[[ Raw data open ]]

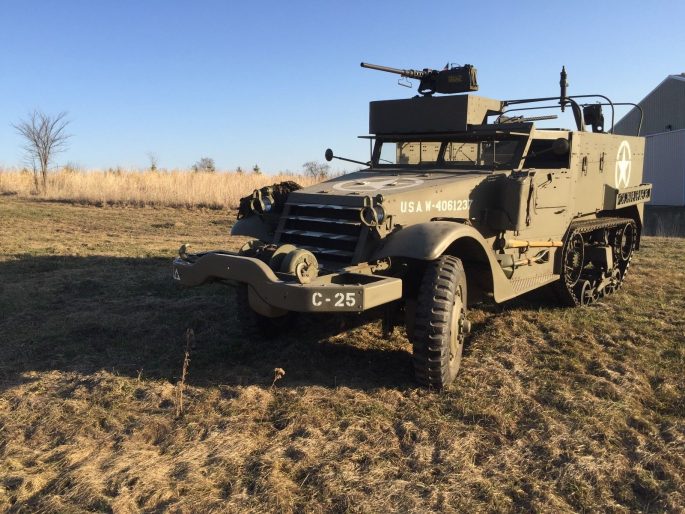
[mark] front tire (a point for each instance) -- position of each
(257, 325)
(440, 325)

[[ Raw data closed ]]
[[ Raw data open ]]

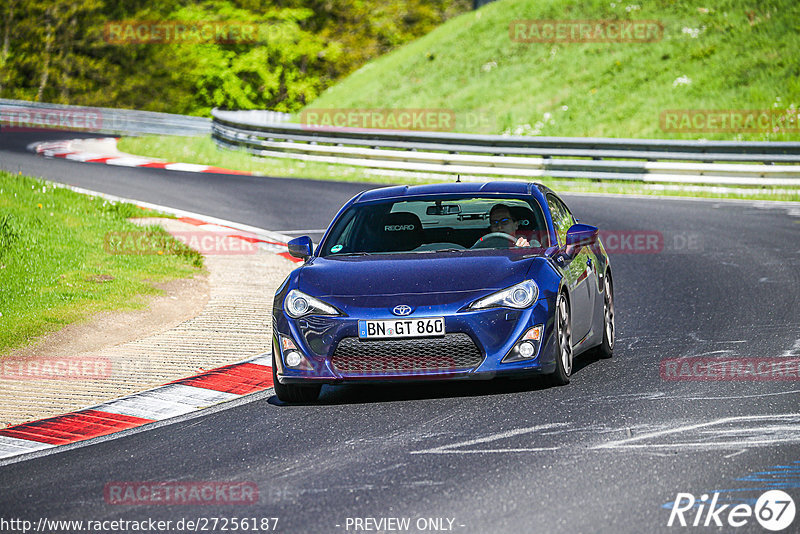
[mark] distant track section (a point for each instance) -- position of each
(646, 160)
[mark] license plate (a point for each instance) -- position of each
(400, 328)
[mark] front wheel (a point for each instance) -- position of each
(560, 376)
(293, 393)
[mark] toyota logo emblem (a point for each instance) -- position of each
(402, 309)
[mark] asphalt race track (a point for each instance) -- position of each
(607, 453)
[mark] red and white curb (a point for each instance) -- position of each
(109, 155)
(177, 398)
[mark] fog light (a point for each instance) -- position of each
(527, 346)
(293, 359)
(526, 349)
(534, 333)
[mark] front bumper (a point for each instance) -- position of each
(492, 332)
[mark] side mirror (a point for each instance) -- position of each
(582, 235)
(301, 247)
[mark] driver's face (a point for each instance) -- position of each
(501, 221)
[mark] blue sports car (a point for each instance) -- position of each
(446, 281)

[[ Raw data closed ]]
[[ Raw data open ]]

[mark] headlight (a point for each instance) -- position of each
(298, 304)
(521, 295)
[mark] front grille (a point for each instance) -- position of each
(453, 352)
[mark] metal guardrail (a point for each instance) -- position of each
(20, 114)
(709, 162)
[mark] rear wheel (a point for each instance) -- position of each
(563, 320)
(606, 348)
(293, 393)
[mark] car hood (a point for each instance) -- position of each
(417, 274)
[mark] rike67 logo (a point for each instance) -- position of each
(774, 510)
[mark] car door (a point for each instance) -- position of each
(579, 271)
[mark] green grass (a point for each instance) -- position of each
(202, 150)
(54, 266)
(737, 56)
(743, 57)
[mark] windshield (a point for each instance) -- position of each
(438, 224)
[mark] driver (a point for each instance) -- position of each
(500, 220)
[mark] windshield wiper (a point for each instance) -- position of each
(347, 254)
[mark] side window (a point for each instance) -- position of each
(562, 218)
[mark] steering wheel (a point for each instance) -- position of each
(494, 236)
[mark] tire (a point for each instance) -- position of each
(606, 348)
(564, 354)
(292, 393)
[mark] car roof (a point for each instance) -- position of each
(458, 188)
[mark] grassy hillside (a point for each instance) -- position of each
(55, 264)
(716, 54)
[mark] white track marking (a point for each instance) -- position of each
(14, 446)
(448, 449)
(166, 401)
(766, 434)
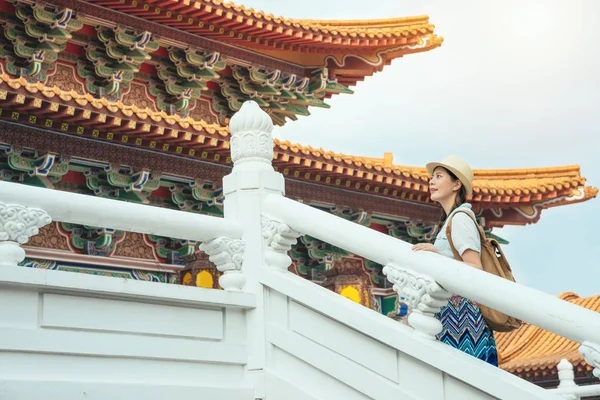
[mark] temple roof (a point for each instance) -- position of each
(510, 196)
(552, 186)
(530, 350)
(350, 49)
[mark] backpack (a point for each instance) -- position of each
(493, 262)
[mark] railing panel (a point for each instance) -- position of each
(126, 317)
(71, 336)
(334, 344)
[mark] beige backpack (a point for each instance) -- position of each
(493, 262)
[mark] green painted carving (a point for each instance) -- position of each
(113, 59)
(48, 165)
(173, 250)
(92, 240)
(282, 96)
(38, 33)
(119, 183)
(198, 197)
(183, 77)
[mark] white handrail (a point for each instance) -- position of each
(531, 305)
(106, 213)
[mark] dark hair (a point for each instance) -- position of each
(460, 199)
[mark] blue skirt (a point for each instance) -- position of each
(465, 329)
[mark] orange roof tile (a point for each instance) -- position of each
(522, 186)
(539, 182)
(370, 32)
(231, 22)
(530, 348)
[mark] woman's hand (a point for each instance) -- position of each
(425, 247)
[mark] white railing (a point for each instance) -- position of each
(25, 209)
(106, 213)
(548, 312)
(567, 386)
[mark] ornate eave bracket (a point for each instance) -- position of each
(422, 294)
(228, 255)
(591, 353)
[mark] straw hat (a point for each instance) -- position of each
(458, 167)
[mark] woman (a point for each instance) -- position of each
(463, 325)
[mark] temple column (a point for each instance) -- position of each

[[ Raw data closed ]]

Copy only this part of the entries above: the line with "[mark] white railing", the line with "[mark] temple column", and the lines between, all exactly as written.

» **Task solution**:
[mark] white railing (a point for each instance) -- position of each
(25, 209)
(106, 213)
(548, 312)
(567, 386)
[mark] ornate eave bracket (a point for each instance) -- position of each
(422, 294)
(228, 255)
(591, 353)
[mark] straw hat (a point for each instance) -- position of each
(458, 167)
[mark] woman (a point for each instance) -- position of each
(463, 325)
[mark] temple column (a point for each instance) -- position of each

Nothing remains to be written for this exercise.